**DATA FOR THE TASK**
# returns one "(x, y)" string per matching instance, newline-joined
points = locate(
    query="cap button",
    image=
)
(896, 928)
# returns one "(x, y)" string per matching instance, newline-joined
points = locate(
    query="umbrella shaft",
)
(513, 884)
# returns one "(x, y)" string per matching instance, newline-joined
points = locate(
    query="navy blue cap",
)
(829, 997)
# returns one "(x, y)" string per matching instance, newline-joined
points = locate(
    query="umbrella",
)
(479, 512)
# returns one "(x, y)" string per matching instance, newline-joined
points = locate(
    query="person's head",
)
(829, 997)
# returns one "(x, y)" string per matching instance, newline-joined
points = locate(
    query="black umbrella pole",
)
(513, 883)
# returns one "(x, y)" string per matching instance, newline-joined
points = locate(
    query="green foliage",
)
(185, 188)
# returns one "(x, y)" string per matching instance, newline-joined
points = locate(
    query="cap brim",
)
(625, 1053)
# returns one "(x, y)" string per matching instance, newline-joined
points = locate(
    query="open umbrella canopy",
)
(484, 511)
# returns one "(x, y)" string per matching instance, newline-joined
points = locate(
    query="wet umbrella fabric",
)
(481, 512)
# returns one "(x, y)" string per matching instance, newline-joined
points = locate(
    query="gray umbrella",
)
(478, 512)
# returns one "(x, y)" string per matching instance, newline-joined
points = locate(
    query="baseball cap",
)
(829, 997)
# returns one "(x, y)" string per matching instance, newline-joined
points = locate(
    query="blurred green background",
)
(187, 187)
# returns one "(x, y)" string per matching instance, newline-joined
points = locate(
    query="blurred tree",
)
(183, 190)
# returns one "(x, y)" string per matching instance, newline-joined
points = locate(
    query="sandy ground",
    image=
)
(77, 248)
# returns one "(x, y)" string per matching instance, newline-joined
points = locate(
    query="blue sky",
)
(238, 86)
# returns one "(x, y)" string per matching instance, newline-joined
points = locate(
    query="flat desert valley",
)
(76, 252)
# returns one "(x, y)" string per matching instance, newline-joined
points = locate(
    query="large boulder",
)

**TO BE DONE**
Please quote the records above exactly, without skipping a line.

**EXERCISE SOLUTION**
# returns one "(x, y)" string per matching instance, newline-joined
points = locate(
    query="cap button",
    image=
)
(896, 928)
# returns one "(x, y)" string per matching instance, newline-joined
points = locate(
    query="umbrella shaft",
)
(513, 884)
# returns one "(x, y)" string per matching instance, newline-joined
points = locate(
    query="navy blue cap",
)
(829, 997)
# returns one "(x, y)" string per matching instance, newline-joined
points = locate(
    query="umbrella",
)
(479, 512)
# returns one "(x, y)" string per matching instance, newline-joined
points = locate(
    query="person's head",
)
(829, 997)
# returns one "(x, y)" string per matching instance, newline-joined
points = locate(
    query="black umbrella pole",
)
(513, 883)
# returns one "(x, y)" string per matching instance, newline-joined
points = locate(
    query="green foliage",
)
(185, 188)
# returns one "(x, y)" string per matching instance, newline-joined
points = locate(
    query="cap brim",
)
(625, 1053)
# returns one "(x, y)" string per matching instance, newline-joined
points = locate(
    query="open umbrella canopy",
)
(484, 511)
# returns one "(x, y)" string per matching instance, newline-joined
points = locate(
    query="wet umbrella fabric",
)
(481, 512)
# returns one "(x, y)" string per matching instance, newline-joined
points = locate(
    query="gray umbrella",
)
(478, 512)
# returns one "(x, y)" string per matching instance, newline-joined
points = locate(
    query="baseball cap",
)
(829, 997)
# returns one "(x, y)" string per matching instance, newline-joined
points = locate(
    query="blurred green background",
)
(187, 187)
# returns one "(x, y)" string per matching instance, newline-joined
points = locate(
    query="blurred tree",
)
(183, 190)
# returns one "(x, y)" string per matching instance, newline-joined
points = locate(
    query="sandy ground",
    image=
)
(77, 248)
# returns one "(x, y)" string per matching instance, newline-joined
points = locate(
    query="blue sky",
)
(238, 86)
# returns one "(x, y)" string per matching instance, newline-joined
points = locate(
    query="flat desert valley",
)
(76, 252)
# returns one "(x, y)" string per matching instance, newline-joined
points = locate(
    query="large boulder",
)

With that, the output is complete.